=== ENTRIES PROVIDED ===
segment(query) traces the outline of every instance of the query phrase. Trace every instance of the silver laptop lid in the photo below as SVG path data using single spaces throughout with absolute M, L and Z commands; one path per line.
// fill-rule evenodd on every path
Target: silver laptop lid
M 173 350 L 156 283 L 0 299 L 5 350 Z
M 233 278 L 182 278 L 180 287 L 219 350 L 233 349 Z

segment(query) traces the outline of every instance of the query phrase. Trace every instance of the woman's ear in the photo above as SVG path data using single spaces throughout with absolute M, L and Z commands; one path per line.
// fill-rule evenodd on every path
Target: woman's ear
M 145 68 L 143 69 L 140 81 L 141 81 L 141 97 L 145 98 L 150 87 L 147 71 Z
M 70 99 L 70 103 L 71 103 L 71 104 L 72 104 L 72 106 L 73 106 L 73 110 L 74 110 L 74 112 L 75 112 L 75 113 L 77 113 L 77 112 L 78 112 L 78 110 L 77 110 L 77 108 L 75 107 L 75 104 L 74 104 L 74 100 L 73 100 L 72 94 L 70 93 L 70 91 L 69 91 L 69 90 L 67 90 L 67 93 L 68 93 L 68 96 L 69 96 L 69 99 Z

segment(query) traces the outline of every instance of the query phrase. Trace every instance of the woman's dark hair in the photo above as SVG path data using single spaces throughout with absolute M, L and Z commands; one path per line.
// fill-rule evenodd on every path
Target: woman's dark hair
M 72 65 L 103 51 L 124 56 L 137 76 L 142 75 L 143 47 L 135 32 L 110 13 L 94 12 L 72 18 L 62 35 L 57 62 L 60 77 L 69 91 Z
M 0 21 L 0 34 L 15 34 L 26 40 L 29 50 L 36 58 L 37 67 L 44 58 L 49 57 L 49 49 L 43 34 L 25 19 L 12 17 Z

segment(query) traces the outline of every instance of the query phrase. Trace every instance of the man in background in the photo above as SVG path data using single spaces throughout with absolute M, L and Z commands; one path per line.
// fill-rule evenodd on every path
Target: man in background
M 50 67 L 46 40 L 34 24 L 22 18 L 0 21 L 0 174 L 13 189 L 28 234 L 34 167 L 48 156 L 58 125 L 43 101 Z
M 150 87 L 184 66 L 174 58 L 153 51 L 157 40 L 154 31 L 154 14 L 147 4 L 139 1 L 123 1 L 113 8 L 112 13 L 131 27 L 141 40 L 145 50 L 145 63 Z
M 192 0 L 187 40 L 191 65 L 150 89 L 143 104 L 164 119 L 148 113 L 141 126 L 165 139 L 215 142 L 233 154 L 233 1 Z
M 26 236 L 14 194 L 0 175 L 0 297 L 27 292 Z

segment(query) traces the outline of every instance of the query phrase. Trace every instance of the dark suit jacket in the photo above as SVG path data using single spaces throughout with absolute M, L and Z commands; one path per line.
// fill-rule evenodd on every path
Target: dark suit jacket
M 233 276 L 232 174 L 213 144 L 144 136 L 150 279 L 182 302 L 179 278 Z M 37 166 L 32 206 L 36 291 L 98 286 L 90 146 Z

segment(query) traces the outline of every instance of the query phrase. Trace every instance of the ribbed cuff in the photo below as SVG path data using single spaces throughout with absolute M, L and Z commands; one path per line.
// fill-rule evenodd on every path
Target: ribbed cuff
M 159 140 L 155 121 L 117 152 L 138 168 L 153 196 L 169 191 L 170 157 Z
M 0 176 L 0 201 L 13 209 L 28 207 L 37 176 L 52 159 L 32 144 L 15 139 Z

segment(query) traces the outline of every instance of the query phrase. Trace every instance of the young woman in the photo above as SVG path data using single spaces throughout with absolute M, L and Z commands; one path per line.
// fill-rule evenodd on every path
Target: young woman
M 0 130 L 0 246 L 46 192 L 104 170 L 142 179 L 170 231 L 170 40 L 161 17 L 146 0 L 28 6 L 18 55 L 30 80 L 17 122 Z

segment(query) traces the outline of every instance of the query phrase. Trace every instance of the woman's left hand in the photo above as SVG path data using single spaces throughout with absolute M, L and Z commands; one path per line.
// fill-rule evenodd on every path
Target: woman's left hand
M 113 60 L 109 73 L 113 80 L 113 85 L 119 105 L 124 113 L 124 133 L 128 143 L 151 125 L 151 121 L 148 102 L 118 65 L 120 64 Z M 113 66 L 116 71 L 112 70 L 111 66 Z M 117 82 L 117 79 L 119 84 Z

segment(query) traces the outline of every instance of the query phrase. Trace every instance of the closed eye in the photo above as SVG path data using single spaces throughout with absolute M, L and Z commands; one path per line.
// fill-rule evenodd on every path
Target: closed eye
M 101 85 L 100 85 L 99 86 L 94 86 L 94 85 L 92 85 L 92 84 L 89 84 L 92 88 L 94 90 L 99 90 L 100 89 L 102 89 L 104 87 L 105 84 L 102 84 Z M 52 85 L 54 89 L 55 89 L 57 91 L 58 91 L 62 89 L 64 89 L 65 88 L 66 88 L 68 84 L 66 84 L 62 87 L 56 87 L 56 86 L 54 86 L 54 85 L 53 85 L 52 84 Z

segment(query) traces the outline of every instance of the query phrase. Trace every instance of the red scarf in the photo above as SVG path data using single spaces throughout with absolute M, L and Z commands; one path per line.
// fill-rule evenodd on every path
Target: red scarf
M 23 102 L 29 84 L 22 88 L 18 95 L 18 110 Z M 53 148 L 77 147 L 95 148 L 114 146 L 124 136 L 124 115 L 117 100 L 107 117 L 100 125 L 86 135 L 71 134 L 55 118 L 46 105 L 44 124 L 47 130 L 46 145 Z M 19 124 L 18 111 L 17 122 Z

=== DIRECTIONS ===
Convert the lines above into a numbered list, leaving out the blank lines.

=== WORKED SOLUTION ===
1. segment(query) traces the outline of every instance of the query phrase. Trace every instance of the silver laptop lid in the photo below as SVG path data using single spaces throughout with absolute M, L and Z commands; one path per line.
2. // fill-rule evenodd on every path
3. Target: silver laptop lid
4. M 173 350 L 156 283 L 0 299 L 5 350 Z
5. M 233 278 L 182 278 L 180 287 L 219 350 L 233 349 Z
6. segment(query) traces the outline of every instance of the query phrase. Trace every instance of the woman's ear in the photo above as SVG path data using single spaces throughout with absolute M, L and Z commands; one path per line.
7. // fill-rule evenodd on every path
8. Target: woman's ear
9. M 145 68 L 143 69 L 140 81 L 141 81 L 141 97 L 145 98 L 150 87 L 147 71 Z
10. M 70 99 L 70 103 L 71 103 L 71 104 L 72 104 L 72 106 L 73 106 L 73 110 L 74 110 L 74 112 L 75 112 L 75 113 L 77 113 L 77 112 L 78 112 L 78 110 L 77 110 L 77 108 L 75 107 L 75 104 L 74 104 L 74 100 L 73 100 L 72 94 L 70 93 L 70 91 L 69 91 L 69 90 L 67 90 L 67 93 L 68 93 L 68 96 L 69 96 L 69 99 Z
11. segment(query) traces the outline of every instance of the query phrase. Trace every instance of the woman's dark hair in the photo above as SVG path data using single spaces throughout with absolute M, L and Z commands; one path per line.
12. // fill-rule evenodd on every path
13. Target: woman's dark hair
14. M 72 65 L 103 51 L 124 56 L 137 76 L 142 75 L 143 47 L 135 32 L 110 13 L 94 12 L 72 18 L 62 35 L 57 62 L 60 77 L 69 91 Z
15. M 0 21 L 0 34 L 15 34 L 26 40 L 29 50 L 36 58 L 37 67 L 44 58 L 49 57 L 49 49 L 43 34 L 25 19 L 12 17 Z
16. segment(query) traces the outline of every instance of the query phrase. Trace every instance of the man in background in the photo above as SVG path data using single spaces throughout with absolute M, L and Z commands; one path per line.
17. // fill-rule evenodd on every path
18. Target: man in background
19. M 50 67 L 46 40 L 34 24 L 22 18 L 0 21 L 0 174 L 13 189 L 28 234 L 34 167 L 48 156 L 58 125 L 43 101 Z
20. M 150 87 L 184 66 L 174 58 L 153 51 L 157 40 L 154 31 L 154 14 L 147 4 L 139 1 L 123 1 L 113 8 L 112 13 L 131 27 L 141 40 L 145 50 L 145 63 Z
21. M 192 0 L 187 40 L 191 65 L 150 89 L 143 104 L 164 119 L 148 113 L 141 126 L 165 139 L 215 142 L 233 154 L 233 1 Z
22. M 26 236 L 14 194 L 0 175 L 0 297 L 27 292 Z
23. segment(query) traces the outline of every instance of the query phrase. Trace every instance of the dark suit jacket in the photo above as SVG path data using single spaces throughout with absolute M, L and Z commands; one path per line.
24. // fill-rule evenodd on every path
25. Target: dark suit jacket
26. M 233 276 L 232 174 L 213 144 L 144 136 L 150 279 L 182 302 L 179 278 Z M 37 166 L 32 206 L 36 291 L 98 286 L 90 146 Z
27. segment(query) traces the outline of every instance of the query phrase. Trace every instance of the ribbed cuff in the photo below as SVG path data using single spaces throughout with absolute M, L and Z commands; one path per line.
28. // fill-rule evenodd on every path
29. Target: ribbed cuff
30. M 159 140 L 155 121 L 117 152 L 138 168 L 153 196 L 169 191 L 170 157 Z
31. M 0 176 L 0 201 L 13 209 L 28 207 L 37 176 L 52 159 L 32 144 L 15 139 Z
32. segment(query) traces the outline of every instance of the query phrase. Trace every instance of the young woman in the photo above as SVG path data using single spaces throughout with absolute M, L and Z commands; one path per line.
33. // fill-rule evenodd on every path
34. Target: young woman
35. M 0 130 L 0 246 L 46 192 L 104 170 L 142 179 L 170 231 L 170 40 L 161 17 L 146 0 L 28 6 L 18 55 L 30 80 L 17 122 Z
36. segment(query) traces the outline of every instance of the query phrase. Trace every instance of the woman's left hand in the photo above as SVG path data using single spaces throughout with absolute M, L and Z commands; one path per line.
37. // fill-rule evenodd on every path
38. Target: woman's left hand
39. M 113 60 L 109 73 L 113 80 L 113 85 L 119 105 L 124 113 L 124 133 L 128 143 L 151 125 L 151 121 L 148 102 L 118 65 L 120 64 Z M 113 66 L 116 71 L 112 70 L 111 66 Z M 117 82 L 117 79 L 119 84 Z
40. segment(query) traces the outline of every instance of the query phrase. Trace every instance of the closed eye in the photo above as SVG path data using single spaces throughout with absolute M, L and Z commands; one path per line.
41. // fill-rule evenodd on every path
42. Target: closed eye
43. M 101 85 L 100 85 L 99 86 L 94 86 L 94 85 L 92 85 L 92 84 L 89 84 L 92 88 L 94 90 L 99 90 L 100 89 L 102 89 L 104 87 L 105 84 L 102 84 Z M 52 85 L 54 89 L 55 89 L 57 91 L 58 91 L 62 89 L 64 89 L 65 88 L 66 88 L 68 84 L 66 84 L 62 87 L 56 87 L 56 86 L 54 86 L 54 85 L 53 85 L 52 84 Z
44. segment(query) traces the outline of every instance of the query phrase. Trace every instance of the red scarf in the photo above as SVG path data using single spaces throughout with absolute M, L and Z commands; one path per line.
45. // fill-rule evenodd on every path
46. Target: red scarf
47. M 23 102 L 29 84 L 22 88 L 18 95 L 18 110 Z M 53 148 L 77 147 L 95 148 L 114 146 L 124 136 L 124 115 L 117 100 L 107 117 L 100 125 L 86 135 L 71 134 L 55 118 L 46 105 L 44 124 L 47 130 L 46 145 Z M 19 124 L 18 111 L 17 122 Z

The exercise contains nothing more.